**Textauszug:**
# # # #

Verfahrensgang

Schleswig-Holsteinisches OLG (Beschluss vom 28.01.2014; Aktenzeichen 15 UF 165/13)

AG Bad Segeberg (Beschluss vom 27.09.2013; Aktenzeichen 13a F 40/13)

 

Tenor

1. Die Vollstreckung des Beschlusses des Amtsgerichts Bad Segeberg vom 27. September 2013 – 13a F 40/13 –, bestätigt durch Beschluss des Schleswig-Holsteinischen Oberlandesgerichts vom 28. Januar 2014 – 15 UF 165/13 –, wird einstweilen bis zur abschließenden Entscheidung über die Verfassungsbeschwerde durch das Bundesverfassungsgericht, längstens für die Dauer von sechs Monaten, ausgesetzt.

2. Das Land Schleswig-Holstein hat der Beschwerdeführerin die notwendigen Auslagen im Verfahren der einstweiligen Anordnung zu erstatten.

 

Tatbestand

I.

# # # #

**Arbeitsmaterial:**
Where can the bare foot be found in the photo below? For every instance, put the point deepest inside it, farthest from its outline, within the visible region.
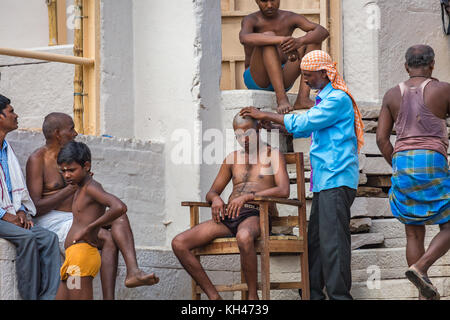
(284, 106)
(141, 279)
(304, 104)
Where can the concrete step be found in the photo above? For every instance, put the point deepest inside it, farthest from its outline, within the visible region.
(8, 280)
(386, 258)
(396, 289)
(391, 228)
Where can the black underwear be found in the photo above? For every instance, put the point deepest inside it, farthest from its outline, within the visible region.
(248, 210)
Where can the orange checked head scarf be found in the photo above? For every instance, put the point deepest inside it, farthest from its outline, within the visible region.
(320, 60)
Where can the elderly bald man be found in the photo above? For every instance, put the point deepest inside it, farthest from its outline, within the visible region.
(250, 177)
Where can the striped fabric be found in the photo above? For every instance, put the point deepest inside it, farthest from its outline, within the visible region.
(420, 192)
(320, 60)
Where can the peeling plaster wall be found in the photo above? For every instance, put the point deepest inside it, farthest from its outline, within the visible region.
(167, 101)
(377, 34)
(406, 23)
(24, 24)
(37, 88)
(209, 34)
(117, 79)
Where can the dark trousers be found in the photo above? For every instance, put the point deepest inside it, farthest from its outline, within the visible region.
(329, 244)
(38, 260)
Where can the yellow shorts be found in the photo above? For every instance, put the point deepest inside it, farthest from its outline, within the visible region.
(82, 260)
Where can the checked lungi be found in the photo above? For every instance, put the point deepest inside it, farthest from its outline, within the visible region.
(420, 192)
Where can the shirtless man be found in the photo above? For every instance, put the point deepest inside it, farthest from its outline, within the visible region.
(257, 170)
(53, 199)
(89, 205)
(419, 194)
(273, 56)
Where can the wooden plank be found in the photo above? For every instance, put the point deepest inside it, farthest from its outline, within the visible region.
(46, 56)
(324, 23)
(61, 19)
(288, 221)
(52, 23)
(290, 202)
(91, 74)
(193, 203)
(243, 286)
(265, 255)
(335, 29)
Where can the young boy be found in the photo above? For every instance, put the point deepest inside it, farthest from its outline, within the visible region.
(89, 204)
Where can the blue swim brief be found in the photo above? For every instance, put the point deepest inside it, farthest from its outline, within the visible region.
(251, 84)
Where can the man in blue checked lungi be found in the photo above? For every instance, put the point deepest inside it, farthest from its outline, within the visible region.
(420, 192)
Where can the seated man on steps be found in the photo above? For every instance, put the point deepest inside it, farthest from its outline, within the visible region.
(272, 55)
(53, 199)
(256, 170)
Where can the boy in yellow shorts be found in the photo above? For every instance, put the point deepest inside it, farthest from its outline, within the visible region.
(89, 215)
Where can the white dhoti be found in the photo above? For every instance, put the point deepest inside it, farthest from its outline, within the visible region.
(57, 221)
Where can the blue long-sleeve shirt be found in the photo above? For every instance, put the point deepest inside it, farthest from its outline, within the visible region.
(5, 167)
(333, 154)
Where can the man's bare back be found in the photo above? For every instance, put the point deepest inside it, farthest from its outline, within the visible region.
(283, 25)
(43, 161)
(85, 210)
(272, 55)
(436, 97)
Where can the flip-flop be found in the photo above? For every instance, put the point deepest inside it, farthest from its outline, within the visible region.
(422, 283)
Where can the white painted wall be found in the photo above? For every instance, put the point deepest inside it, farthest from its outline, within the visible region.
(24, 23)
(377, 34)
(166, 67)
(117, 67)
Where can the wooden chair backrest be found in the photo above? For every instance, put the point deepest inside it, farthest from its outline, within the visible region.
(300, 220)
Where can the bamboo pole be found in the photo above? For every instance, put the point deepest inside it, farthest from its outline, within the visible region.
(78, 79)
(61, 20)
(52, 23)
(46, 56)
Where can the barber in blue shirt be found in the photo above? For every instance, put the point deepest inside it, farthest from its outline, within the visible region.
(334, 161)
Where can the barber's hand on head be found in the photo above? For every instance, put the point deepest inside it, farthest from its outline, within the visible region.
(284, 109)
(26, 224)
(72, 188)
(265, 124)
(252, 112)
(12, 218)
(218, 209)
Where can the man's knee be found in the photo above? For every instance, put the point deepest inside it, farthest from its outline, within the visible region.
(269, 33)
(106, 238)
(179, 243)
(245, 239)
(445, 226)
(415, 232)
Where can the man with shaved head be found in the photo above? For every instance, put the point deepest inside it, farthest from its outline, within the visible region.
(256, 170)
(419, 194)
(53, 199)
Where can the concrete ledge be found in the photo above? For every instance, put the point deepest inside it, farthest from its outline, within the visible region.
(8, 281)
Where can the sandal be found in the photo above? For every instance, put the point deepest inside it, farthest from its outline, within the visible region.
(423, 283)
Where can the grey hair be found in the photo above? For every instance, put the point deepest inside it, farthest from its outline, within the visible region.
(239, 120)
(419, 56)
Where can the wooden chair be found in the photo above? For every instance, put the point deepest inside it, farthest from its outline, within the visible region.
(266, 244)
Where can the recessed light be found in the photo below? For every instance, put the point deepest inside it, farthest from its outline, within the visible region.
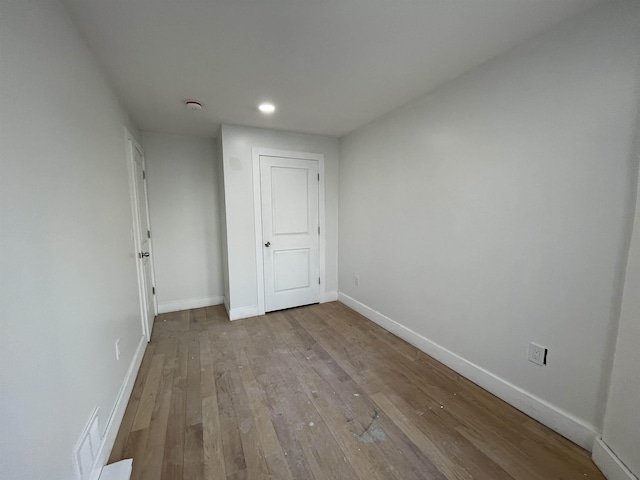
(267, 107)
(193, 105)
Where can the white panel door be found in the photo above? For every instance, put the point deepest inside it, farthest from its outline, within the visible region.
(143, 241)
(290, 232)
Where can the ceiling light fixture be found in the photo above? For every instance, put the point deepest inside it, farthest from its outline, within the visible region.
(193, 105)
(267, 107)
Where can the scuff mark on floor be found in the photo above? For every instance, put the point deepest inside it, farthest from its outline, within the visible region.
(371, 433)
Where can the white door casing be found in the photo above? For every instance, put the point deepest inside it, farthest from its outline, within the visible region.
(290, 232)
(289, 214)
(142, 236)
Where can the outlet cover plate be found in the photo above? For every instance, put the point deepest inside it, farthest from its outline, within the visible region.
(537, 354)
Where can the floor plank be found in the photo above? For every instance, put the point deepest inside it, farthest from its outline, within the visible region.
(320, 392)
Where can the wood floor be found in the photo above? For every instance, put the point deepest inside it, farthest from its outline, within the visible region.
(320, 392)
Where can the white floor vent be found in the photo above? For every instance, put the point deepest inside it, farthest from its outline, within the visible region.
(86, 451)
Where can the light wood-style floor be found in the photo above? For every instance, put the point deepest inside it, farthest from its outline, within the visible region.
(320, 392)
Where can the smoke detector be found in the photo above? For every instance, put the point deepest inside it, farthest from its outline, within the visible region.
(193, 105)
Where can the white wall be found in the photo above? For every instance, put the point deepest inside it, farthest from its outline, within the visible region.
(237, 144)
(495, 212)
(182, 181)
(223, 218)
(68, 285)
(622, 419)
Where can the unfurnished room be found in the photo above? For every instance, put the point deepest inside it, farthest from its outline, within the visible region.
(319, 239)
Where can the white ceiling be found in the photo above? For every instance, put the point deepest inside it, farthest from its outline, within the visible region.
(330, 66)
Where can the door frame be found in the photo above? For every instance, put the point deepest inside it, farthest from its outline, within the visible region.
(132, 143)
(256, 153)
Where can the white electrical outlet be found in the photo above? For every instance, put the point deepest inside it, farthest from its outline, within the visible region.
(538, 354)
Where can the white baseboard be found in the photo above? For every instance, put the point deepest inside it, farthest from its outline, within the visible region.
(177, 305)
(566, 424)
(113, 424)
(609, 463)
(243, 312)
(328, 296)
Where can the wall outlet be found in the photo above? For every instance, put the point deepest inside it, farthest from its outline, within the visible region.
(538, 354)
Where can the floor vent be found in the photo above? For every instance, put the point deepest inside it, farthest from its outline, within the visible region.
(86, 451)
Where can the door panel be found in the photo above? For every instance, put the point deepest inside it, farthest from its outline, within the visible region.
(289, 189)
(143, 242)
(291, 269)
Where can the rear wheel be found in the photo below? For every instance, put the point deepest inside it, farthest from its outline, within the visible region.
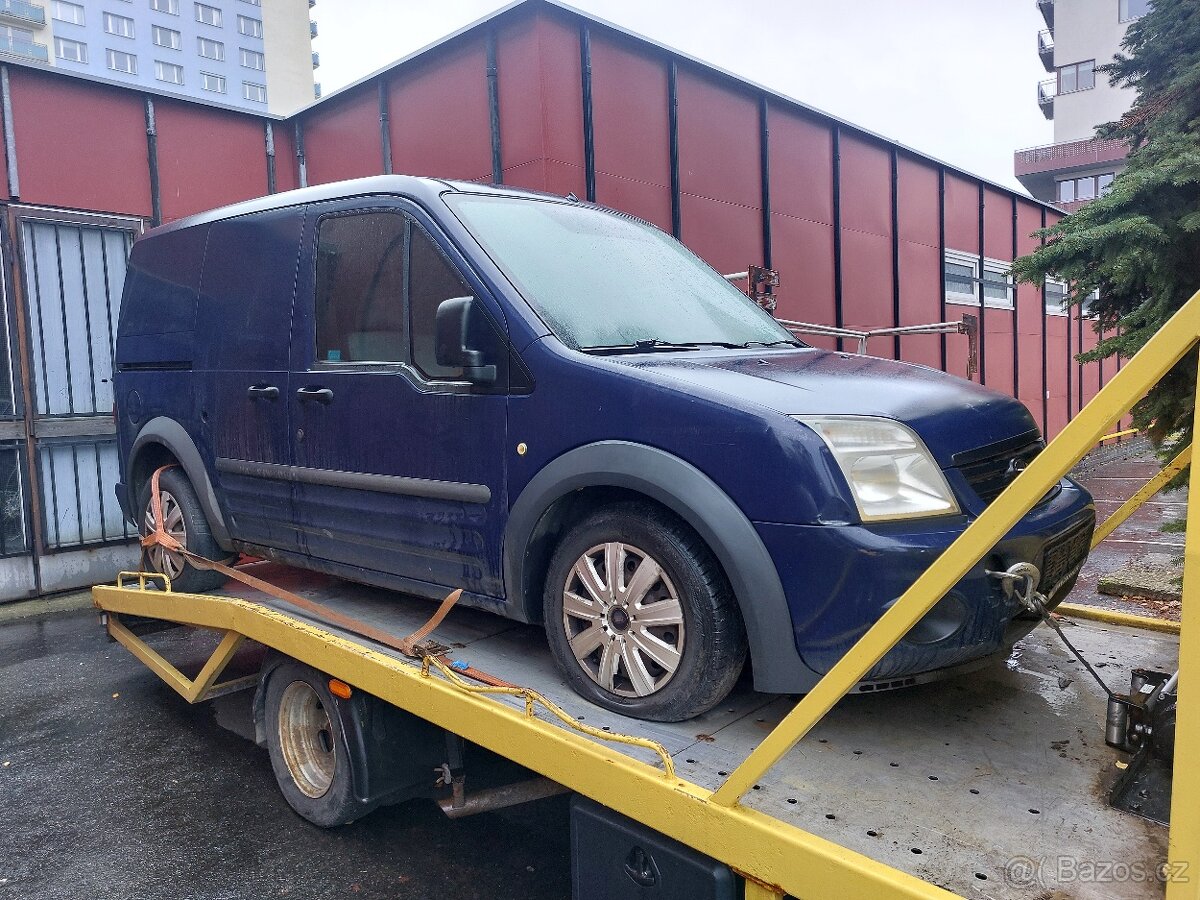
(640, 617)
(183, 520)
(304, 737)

# # # #

**Arbeitsaufträge:**
• a. Zähle die Zeilen, in denen die Zeichenfolge „yellow“ vorkommt, wobei Groß- und Kleinschreibung zu beachten ist. Nenne nur die Anzahl.
• b. Führe den Textauszug zum Gerichtsbeschluss im Anschluss an seine letzte Zeile fort.
Der Textauszug und die Zeilen stammen aus unterschiedlichen Quellen.

**Lösungen:**
• a. 2

• b.
Die Verfassungsbeschwerde, mit der ein Antrag auf Erlass einer einstweiligen Anordnung verbunden worden ist, betrifft die Verpflichtung einer Mutter zur Auskunft über die Person des mutmaßlichen leiblichen Vaters des Kindes.

1. Die Beschwerdeführerin führte mit dem Antragsteller des Ausgangsverfahrens (im Folgenden: Herr R.) eine Beziehung, während derer sie schwanger wurde. Bevor die Tochter im Oktober 1991 geboren wurde, heirateten die Beschwerdeführerin und Herr R. mit der Folge, dass dieser nach § 1592 Nr. 1 BGB rechtlicher Vater des Kindes wurde. 1995 wurde die Ehe geschieden.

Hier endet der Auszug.